— BEGIN Exercise data —

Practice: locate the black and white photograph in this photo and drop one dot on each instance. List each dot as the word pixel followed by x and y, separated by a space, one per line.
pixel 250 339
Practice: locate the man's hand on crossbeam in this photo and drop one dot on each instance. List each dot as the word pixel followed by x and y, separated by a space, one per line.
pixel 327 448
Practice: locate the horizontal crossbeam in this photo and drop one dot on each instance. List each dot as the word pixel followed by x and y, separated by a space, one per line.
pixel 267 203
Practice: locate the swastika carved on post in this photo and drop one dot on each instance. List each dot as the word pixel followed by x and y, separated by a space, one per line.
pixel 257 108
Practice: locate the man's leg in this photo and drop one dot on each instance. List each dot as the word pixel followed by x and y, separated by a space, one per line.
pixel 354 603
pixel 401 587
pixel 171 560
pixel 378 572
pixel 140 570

— END Exercise data —
— BEGIN Exercise data —

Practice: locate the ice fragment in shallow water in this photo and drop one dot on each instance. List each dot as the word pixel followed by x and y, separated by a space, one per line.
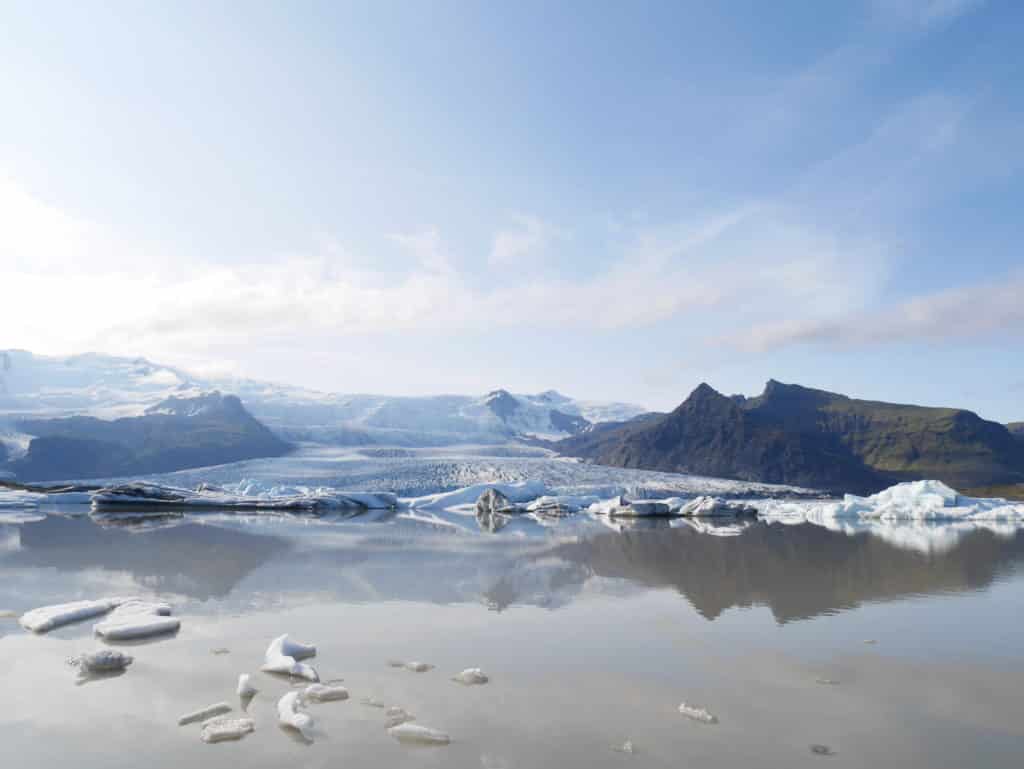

— END Exercise data —
— BEGIN Exercise data —

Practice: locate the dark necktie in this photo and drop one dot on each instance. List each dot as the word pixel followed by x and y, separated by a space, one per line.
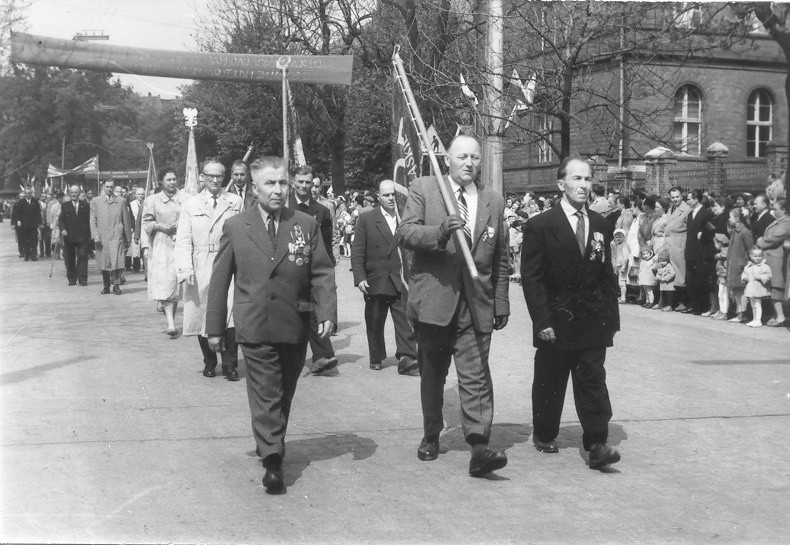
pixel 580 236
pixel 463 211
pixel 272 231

— END Exercise data —

Reproduce the items word for word, starting at the line that contains "Practice: locate the man's hand" and ending at the line that contains "pixel 257 108", with both of those lines included.

Practice: locate the man's hand on crossbeam in this photo and drop one dot on each instance. List each dot as the word pixel followed by x and y, separated by a space, one per line.
pixel 327 448
Practice: locate the horizontal crossbeam in this photo and drop one dot on each instance. List each dot as the word pixel followed by x and y, separated by a space, one per line.
pixel 267 203
Practice: locate the swastika carved on post in this photo and drop one dot on each instance. List each dot as the word pixel followed by x and y, separated by a space, one per line.
pixel 257 108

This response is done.